Stored items from a collection
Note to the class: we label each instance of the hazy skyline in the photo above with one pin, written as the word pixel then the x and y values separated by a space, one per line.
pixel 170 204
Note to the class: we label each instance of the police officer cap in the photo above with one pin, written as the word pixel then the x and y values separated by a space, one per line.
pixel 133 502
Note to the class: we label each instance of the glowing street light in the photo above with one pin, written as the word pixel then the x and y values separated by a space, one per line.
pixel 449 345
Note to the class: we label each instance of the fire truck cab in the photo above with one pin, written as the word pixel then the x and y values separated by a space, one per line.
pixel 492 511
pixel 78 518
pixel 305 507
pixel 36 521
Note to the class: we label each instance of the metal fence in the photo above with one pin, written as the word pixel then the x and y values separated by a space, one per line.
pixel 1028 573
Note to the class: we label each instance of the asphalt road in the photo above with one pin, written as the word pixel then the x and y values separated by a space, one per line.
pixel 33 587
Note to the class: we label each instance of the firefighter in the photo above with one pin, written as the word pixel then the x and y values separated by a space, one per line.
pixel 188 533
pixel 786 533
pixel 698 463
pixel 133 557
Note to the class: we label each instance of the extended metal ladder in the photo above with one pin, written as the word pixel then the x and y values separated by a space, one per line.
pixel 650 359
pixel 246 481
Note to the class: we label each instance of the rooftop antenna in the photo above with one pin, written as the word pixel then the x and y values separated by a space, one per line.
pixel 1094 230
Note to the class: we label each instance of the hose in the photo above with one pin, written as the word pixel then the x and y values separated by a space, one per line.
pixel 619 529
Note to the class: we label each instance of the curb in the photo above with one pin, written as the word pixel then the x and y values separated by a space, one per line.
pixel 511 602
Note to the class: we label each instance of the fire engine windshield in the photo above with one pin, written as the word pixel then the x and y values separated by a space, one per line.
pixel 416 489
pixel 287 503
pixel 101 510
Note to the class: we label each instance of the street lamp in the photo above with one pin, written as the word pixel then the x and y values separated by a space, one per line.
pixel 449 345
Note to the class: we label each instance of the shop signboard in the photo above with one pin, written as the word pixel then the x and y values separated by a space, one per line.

• TASK TO COMPLETE
Reproduce each line of the records above word for word, in the same order.

• SOLUTION BELOW
Note to the class: we label each instance of the hazy skyline in the photo above with one pin, written as the word pixel then the x and y values separated by a space, one per line.
pixel 170 204
Note to the class: we label each instance of the police officer cap in the photo above with one pin, written as the word pixel then the x and y values separated by a space, one per line.
pixel 133 502
Note to the class: we label each instance of the glowing street light in the photo above with one pin, written as the word pixel then the x and y values separated by a space, one per line.
pixel 449 345
Note to the class: we label each instance of the fire truck cab in the photo above with one pin, written as the word pixel then the x and y values separated by a space, one per line.
pixel 492 511
pixel 78 518
pixel 305 507
pixel 36 521
Note to the class: we label each instance of the metal fence in the photo above with one pin, written as the word pixel then the x and y values separated by a space, one per line.
pixel 1028 573
Note to the class: we label each instance of the asphalt road in the photo above with one pin, written as the word pixel then the x and y values separated by a space, one per line.
pixel 33 587
Note to the class: we label each instance of the firefighter in the photo above with one pin, written as the word pixel then the x and y values separated by a space, one per line.
pixel 188 533
pixel 786 533
pixel 698 463
pixel 133 557
Note to the class: we label each instance of the extended metal ladder in the photo above with one pin, written as the word pixel then the x and y values separated by a space, one per line.
pixel 650 359
pixel 246 481
Note to the class: we label each instance of the rooftop antenna in the photo above with one pin, written as the word pixel then the x and y values separated by a space, one per line.
pixel 1094 230
Note to the class: we label each instance of the hose in the photo above with one pin, written as the word pixel then the x and y values separated by a space, one per line.
pixel 619 529
Note to the class: we label each instance of the curb in the photo above with one pin, written as the word pixel then the x and y values separated by a space, one per line.
pixel 511 602
Note to the class: we label each instance of the fire engine windshield in the photo above with one pin, written as the word pixel then the x and y values separated by a space, one per line.
pixel 416 489
pixel 287 503
pixel 101 510
Note to the class: we label each instance of the street lamp in the photo above with one pin, written as the word pixel then the x and y values separated by a space, one per line.
pixel 449 345
Note to the class: we label each instance of the shop signboard in the photo above with one pin, written as the word pixel then the x and y values separated by a space, one per line.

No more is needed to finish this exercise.